▶ Extract to read

These rules reflect environmentalism, utopianism, and humanism, and I suspect their authors were well-meaning. But they were also misguided, clearly in thrall to the spirit of the age and detached from the ageless.
Speaking of which (though the usual suspects won’t listen), the guidestones didn’t state anything about the rule of law and equal application of justice. Apropos to this, Pelosi wasn’t alone in enabling left-wing mobs’ destruction of statues and their looting, rioting and use of violence generally to achieve political ends. Just one of many other examples was former CNN host Reza Aslan tweeting to his 293,000 followers in 2020: If the Republicans even try replacing deceased justice Ruth Bader Ginsburg, “we burn the entire f****** thing down.”
(A more complete picture is provided in my 2020 essay “Violence, Inc.: A Leftist Enterprise.”)
Of course, the pseudo-elites’ message is “Violent means for me, but not for thee.” Yet one side can’t continually throw punches without inspiring pushback. So one could honestly wonder: Would the Georgia Guidestones have been destroyed if the Left hadn’t long established its “mob justice” precedent?
Not that double standards matter to the establishment. Controlling the federal government and culture, the pseudo-elites will simply use any robust pushback for the same purpose they use their mob violence: to increase their power. It will be, as it already has been, a pretext for freedom’s removal in “public safety’s” name.
Parting question: If the guidestones’ destruction was “domestic terrorism,” is “People do what they do” Pelosi a domestic-terrorism enabler?

▶ Given information
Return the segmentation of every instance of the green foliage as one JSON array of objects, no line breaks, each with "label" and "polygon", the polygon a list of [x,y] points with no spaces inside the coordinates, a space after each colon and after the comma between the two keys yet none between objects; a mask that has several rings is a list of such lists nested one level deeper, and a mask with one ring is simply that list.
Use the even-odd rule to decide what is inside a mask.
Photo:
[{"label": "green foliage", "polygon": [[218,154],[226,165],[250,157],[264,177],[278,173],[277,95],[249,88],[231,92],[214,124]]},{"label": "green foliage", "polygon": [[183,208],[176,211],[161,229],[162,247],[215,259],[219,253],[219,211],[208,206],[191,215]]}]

▶ Stated problem
Reproduce the passage on the Georgia Guidestones word for word, starting at "Of course, the" and ending at "a domestic-terrorism enabler?". The data plays no part in what is asked here.

▶ Problem solution
Of course, the pseudo-elites’ message is “Violent means for me, but not for thee.” Yet one side can’t continually throw punches without inspiring pushback. So one could honestly wonder: Would the Georgia Guidestones have been destroyed if the Left hadn’t long established its “mob justice” precedent?
Not that double standards matter to the establishment. Controlling the federal government and culture, the pseudo-elites will simply use any robust pushback for the same purpose they use their mob violence: to increase their power. It will be, as it already has been, a pretext for freedom’s removal in “public safety’s” name.
Parting question: If the guidestones’ destruction was “domestic terrorism,” is “People do what they do” Pelosi a domestic-terrorism enabler?